---- Text provided

Mr Sharon will have one thing on his mind going into a summit - security. He will want to maintain pressure on Mr Abbas to end the violence and incitement against Israel. The prime minister appears ready, though, to drop his previous insistence on zero violence before he agrees to meet the Palestinian leader.
The first meeting could turn out to be the easy part. Palestinian Prime Minister Mr Ahmed Korei played party pooper Wednesday with a sobering message: the renewed diplomatic contacts, he said, "will not be serious" until Israelis and Palestinians sit down to discuss the substantive issues at the heart of the conflict, like borders, Palestinian refugees and the future status of Jerusalem.
Mr Abbas knows that if he wants to put these issues back on the negotiating table - and force Mr Sharon to discuss them - he will first have to end the violence and reform the security and political structures of the Palestinian Authority.

--------

### [Problem A]
In the summit excerpt, what will Mr Sharon have on his mind going into a summit?
### [Problem B]
Copy the stretch of the summit excerpt from "Mr Sharon will" through "status of Jerusalem.".
### [Problem C]
Does the summit excerpt agree with each statement below? Answer yes or no for each, quoting the words that decide it.
(i) Mr Korei said the renewed diplomatic contacts would not be serious until the two sides discuss the substantive issues of the conflict.
(ii) Mr Sharon is holding firm on zero violence before he will meet the Palestinian leader.
(iii) To put the substantive issues back on the table, Mr Abbas will first have to end the violence and reform the Palestinian Authority's security and political structures.

---- Entries shown

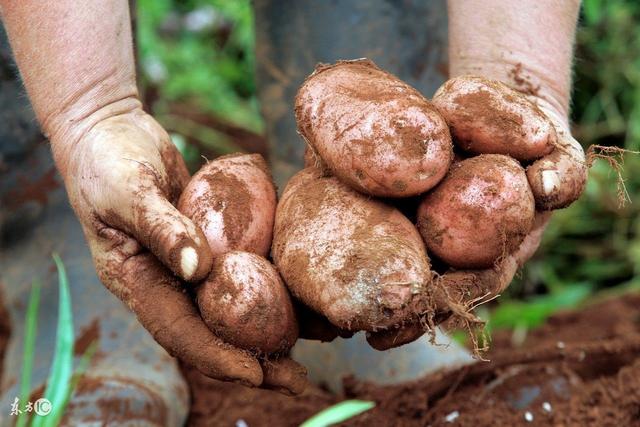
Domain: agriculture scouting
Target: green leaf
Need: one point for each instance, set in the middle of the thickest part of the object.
(338, 413)
(532, 313)
(59, 380)
(31, 327)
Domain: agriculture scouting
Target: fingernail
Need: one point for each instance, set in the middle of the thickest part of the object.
(550, 181)
(188, 261)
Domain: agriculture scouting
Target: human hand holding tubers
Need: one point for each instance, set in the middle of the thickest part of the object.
(355, 259)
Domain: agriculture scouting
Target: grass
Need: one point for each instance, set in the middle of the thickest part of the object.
(61, 380)
(593, 245)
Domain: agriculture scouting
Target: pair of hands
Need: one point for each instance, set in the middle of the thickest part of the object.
(124, 176)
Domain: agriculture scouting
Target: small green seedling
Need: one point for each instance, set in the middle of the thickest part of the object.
(338, 413)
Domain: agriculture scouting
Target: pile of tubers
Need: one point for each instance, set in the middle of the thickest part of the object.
(383, 187)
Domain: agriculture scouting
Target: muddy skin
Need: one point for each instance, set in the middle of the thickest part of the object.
(373, 131)
(481, 211)
(245, 303)
(489, 117)
(232, 199)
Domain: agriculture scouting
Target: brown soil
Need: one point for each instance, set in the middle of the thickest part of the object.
(580, 369)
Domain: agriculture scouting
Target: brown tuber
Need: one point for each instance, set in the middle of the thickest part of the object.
(489, 117)
(244, 302)
(357, 261)
(482, 210)
(373, 131)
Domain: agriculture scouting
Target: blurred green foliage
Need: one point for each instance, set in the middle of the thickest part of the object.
(592, 246)
(200, 52)
(595, 243)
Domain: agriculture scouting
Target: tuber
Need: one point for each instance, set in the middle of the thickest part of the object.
(233, 200)
(353, 259)
(489, 117)
(482, 209)
(373, 131)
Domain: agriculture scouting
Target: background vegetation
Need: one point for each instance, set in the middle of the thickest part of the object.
(200, 53)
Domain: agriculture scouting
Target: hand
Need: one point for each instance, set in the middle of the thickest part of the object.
(124, 176)
(557, 179)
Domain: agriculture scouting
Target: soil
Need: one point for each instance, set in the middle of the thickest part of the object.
(581, 368)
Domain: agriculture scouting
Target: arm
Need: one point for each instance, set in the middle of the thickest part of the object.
(121, 171)
(529, 46)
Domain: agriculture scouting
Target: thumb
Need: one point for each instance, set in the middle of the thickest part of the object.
(172, 237)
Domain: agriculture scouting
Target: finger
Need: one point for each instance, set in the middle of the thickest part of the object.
(314, 326)
(166, 311)
(384, 340)
(532, 241)
(558, 179)
(284, 375)
(489, 117)
(174, 165)
(173, 238)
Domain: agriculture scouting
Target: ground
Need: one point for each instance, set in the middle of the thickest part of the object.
(580, 369)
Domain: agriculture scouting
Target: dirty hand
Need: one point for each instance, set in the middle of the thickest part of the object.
(556, 180)
(123, 177)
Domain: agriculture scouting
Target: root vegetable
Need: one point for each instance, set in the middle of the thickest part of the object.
(373, 131)
(483, 209)
(232, 199)
(356, 260)
(244, 302)
(488, 117)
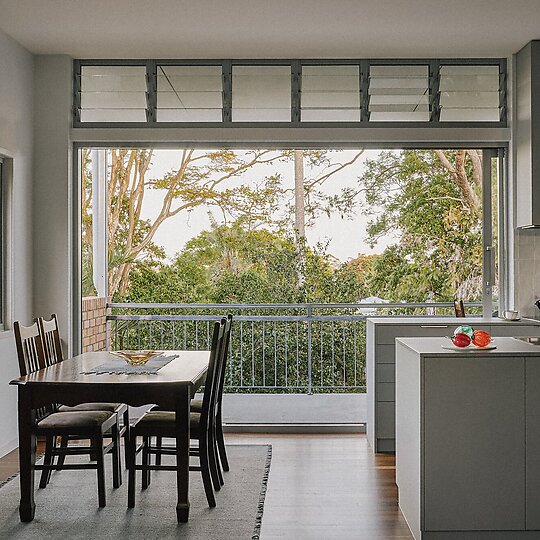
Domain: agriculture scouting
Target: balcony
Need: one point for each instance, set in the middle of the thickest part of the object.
(291, 366)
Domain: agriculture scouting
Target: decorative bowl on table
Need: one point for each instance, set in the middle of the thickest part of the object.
(136, 358)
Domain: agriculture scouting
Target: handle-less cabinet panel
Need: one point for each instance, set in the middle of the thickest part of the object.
(380, 359)
(532, 429)
(474, 464)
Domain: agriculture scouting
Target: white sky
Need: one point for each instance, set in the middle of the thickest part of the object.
(346, 238)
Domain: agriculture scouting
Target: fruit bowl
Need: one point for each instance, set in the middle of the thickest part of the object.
(136, 358)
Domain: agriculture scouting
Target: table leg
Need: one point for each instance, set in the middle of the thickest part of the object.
(27, 454)
(182, 455)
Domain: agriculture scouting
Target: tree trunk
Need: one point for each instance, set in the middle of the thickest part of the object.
(299, 216)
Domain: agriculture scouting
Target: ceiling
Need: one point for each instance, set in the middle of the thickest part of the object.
(272, 28)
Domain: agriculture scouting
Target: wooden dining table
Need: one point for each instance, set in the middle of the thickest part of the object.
(69, 383)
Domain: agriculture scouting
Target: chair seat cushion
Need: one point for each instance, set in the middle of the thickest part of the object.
(166, 420)
(74, 420)
(196, 405)
(111, 407)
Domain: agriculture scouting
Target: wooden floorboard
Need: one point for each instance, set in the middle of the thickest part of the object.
(328, 487)
(320, 487)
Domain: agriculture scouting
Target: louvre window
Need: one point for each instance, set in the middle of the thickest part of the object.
(426, 92)
(399, 93)
(189, 94)
(469, 93)
(330, 94)
(261, 94)
(113, 94)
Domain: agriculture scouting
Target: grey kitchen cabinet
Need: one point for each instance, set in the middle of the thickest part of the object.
(532, 430)
(467, 440)
(381, 333)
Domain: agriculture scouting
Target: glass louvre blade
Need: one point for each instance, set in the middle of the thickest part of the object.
(399, 93)
(113, 94)
(189, 94)
(330, 93)
(469, 93)
(261, 94)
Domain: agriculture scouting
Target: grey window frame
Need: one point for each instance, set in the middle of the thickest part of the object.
(3, 254)
(296, 92)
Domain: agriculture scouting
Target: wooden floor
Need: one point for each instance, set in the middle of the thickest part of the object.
(321, 487)
(328, 487)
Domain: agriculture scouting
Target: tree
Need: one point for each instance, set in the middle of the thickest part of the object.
(430, 201)
(201, 179)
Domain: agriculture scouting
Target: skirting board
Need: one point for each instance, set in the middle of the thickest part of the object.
(294, 428)
(6, 448)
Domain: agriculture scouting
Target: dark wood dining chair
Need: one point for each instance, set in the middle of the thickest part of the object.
(49, 423)
(197, 404)
(52, 348)
(162, 424)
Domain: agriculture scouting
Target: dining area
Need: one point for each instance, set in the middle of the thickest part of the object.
(80, 409)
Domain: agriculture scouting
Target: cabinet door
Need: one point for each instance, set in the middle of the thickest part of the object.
(474, 460)
(532, 453)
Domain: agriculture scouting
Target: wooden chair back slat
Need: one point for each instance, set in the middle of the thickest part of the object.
(214, 369)
(29, 348)
(31, 356)
(226, 342)
(50, 335)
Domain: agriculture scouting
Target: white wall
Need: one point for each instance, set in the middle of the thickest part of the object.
(52, 189)
(16, 140)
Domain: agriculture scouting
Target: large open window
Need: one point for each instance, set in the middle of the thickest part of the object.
(301, 245)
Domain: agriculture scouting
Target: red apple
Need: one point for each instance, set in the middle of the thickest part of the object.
(461, 340)
(481, 338)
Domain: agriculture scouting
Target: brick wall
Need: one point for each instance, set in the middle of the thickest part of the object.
(94, 323)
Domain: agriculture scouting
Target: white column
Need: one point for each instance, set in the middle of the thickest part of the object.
(99, 220)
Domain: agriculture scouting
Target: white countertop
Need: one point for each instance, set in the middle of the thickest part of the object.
(432, 346)
(472, 320)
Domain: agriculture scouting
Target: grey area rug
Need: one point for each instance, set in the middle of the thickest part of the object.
(67, 508)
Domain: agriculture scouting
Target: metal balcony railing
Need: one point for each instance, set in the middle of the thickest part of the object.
(275, 348)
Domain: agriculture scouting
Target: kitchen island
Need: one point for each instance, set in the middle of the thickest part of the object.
(468, 439)
(381, 333)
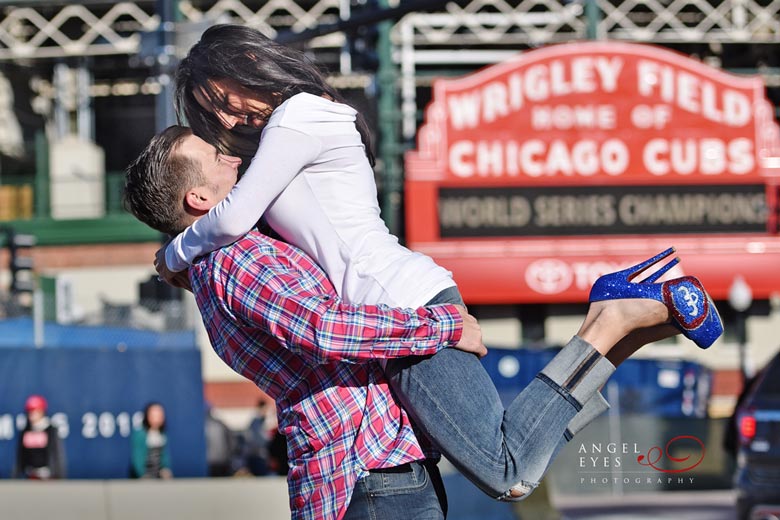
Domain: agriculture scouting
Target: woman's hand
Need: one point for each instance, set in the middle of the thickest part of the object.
(179, 279)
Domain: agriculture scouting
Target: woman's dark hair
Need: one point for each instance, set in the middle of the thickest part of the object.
(146, 415)
(244, 55)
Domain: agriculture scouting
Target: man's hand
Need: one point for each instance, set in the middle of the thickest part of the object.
(179, 279)
(471, 338)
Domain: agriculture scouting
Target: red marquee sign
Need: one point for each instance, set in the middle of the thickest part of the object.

--------

### [Task response A]
Security.

### [Task response B]
Mr Sharon will have one thing on his mind going into a summit - security. He will want to maintain pressure on Mr Abbas to end the violence and incitement against Israel. The prime minister appears ready, though, to drop his previous insistence on zero violence before he agrees to meet the Palestinian leader.
The first meeting could turn out to be the easy part. Palestinian Prime Minister Mr Ahmed Korei played party pooper Wednesday with a sobering message: the renewed diplomatic contacts, he said, "will not be serious" until Israelis and Palestinians sit down to discuss the substantive issues at the heart of the conflict, like borders, Palestinian refugees and the future status of Jerusalem.

### [Task response C]
(i) Yes: "the renewed diplomatic contacts, he said, "will not be serious" until Israelis and Palestinians sit down to discuss the substantive issues at the heart of the conflict"
(ii) No: "The prime minister appears ready, though, to drop his previous insistence on zero violence before he agrees to meet the Palestinian leader."
(iii) Yes: "he will first have to end the violence and reform the security and political structures of the Palestinian Authority"